Work to do
Convert the rows below into a Markdown table with the columns No. and Line, numbering each nonblank line in order. Leave out blank lines and pictures.

Listed records
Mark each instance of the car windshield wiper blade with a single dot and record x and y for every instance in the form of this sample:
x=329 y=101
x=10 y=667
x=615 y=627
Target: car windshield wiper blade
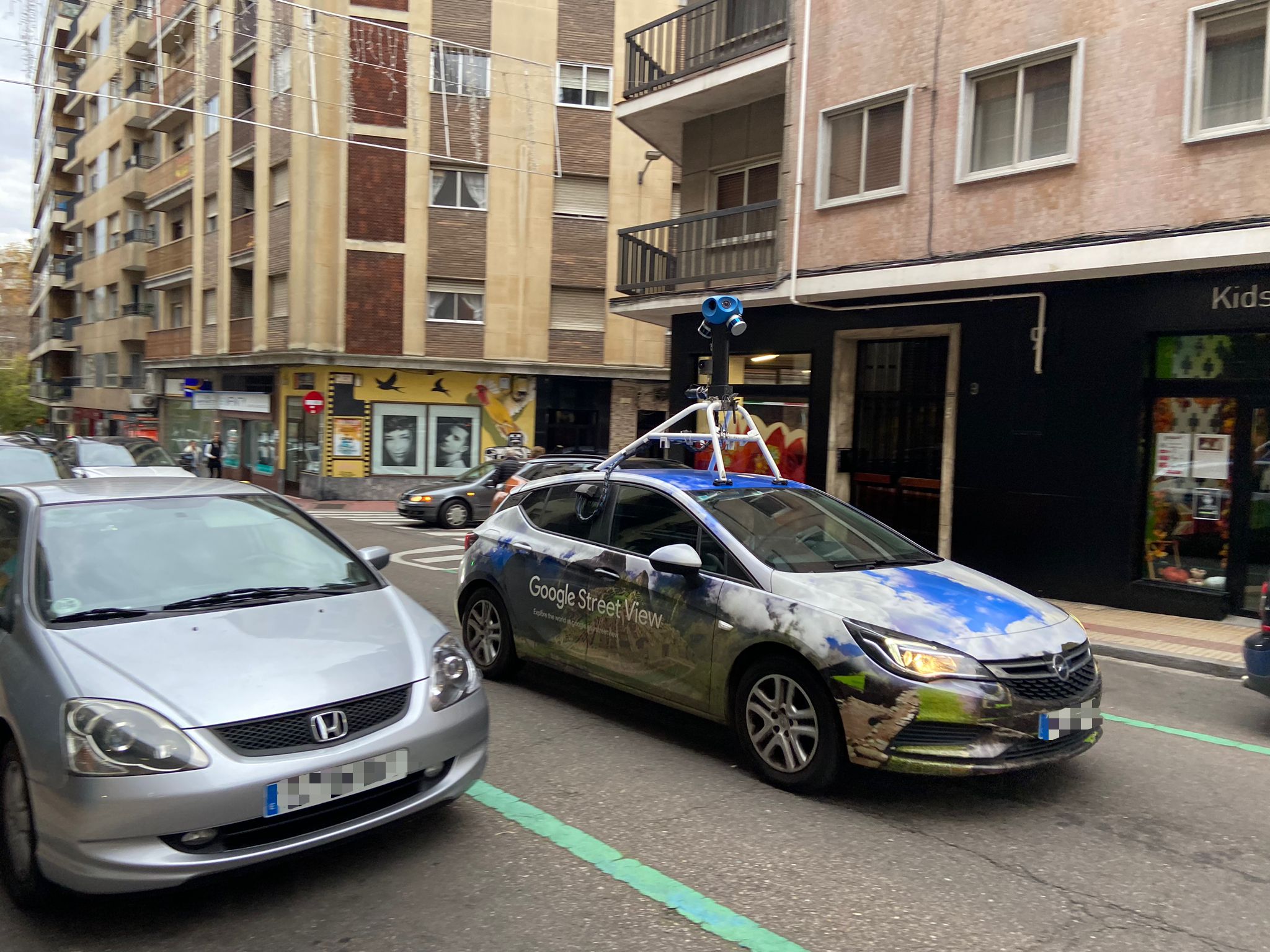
x=89 y=615
x=218 y=598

The output
| No. | Line |
|---|---|
| 1 | Mark each instance of the car windshield wiper blade with a single dot and record x and y for every instance in the form of this sample: |
| 2 | x=329 y=101 |
| 3 | x=10 y=667 |
| 4 | x=615 y=627 |
| 5 | Target: car windshield wiper blade |
| 6 | x=89 y=615 |
| 7 | x=218 y=598 |